▸ **Data records**:
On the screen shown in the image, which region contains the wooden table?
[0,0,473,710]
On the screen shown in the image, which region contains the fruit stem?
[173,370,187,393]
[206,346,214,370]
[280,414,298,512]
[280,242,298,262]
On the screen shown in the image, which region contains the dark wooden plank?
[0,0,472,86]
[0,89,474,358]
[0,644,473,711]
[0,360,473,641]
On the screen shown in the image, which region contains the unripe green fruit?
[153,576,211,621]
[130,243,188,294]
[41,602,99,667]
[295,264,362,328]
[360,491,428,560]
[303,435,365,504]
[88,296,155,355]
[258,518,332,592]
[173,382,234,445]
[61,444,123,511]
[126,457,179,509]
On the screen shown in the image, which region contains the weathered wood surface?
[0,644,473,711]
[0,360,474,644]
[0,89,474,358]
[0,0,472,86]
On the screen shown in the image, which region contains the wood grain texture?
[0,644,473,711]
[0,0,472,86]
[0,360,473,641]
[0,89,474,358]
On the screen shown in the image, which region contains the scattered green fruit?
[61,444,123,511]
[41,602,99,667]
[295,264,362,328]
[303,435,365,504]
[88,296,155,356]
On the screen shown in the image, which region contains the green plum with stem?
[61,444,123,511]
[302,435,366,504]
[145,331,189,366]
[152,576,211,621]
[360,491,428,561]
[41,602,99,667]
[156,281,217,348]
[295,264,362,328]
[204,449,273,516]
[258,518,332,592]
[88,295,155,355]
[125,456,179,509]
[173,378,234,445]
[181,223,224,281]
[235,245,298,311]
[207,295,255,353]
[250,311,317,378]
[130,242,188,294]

▸ **Task brief**:
Rewrite all of the records above, substituting "timber" for every occurrence of "wooden" and keeping everything else the same.

▸ **Result**:
On the screen shown in the image, which region contains the timber table?
[0,0,473,710]
On the screen shown in the image, which region contains the fruit stem?
[173,370,187,393]
[206,346,214,370]
[280,414,298,512]
[280,242,298,262]
On the screen shown in the image, which region contains the dark timber plank?
[0,0,472,86]
[0,89,474,358]
[0,644,473,711]
[0,360,473,641]
On the screen shown in the image, which region contains the unripe green fruit?
[153,576,211,621]
[130,243,188,294]
[41,602,99,667]
[295,264,362,328]
[360,491,428,560]
[303,435,365,504]
[88,296,155,355]
[258,518,332,592]
[173,382,234,445]
[61,444,123,511]
[126,457,179,509]
On the screen shown in the image, which region contains the weathered wood surface?
[0,644,473,711]
[0,360,474,644]
[0,89,474,358]
[0,0,472,86]
On the screen shown in the image, which region contains the wood grain texture?
[0,644,473,711]
[0,0,472,86]
[0,360,473,641]
[0,89,474,358]
On the screen shown in the image, which region contains the scattered green fruit?
[61,444,123,511]
[41,602,99,667]
[295,264,362,328]
[303,435,365,504]
[88,296,155,356]
On the screen shown in the image, which region contains the green plum with stem?
[61,444,123,511]
[302,435,366,504]
[145,331,189,366]
[152,576,211,621]
[360,491,428,561]
[41,602,99,667]
[156,281,217,348]
[295,264,362,328]
[204,449,273,516]
[258,518,332,592]
[88,295,155,355]
[125,456,179,509]
[173,378,234,445]
[181,223,224,281]
[235,245,298,311]
[207,295,255,353]
[250,311,317,378]
[130,242,188,294]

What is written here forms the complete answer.